═══ DATA EXCERPTS ═══
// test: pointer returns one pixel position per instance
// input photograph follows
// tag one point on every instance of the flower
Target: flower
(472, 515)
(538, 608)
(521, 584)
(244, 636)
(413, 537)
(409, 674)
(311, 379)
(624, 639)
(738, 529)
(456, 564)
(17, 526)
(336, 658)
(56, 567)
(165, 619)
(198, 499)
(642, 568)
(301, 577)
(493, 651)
═══
→ ABOUT THIS TASK
Collect from the data above every line that includes "instance".

→ OUTPUT OF THE EXERCISE
// test: pointer returns one pixel position per instance
// tag one point on every instance of the flower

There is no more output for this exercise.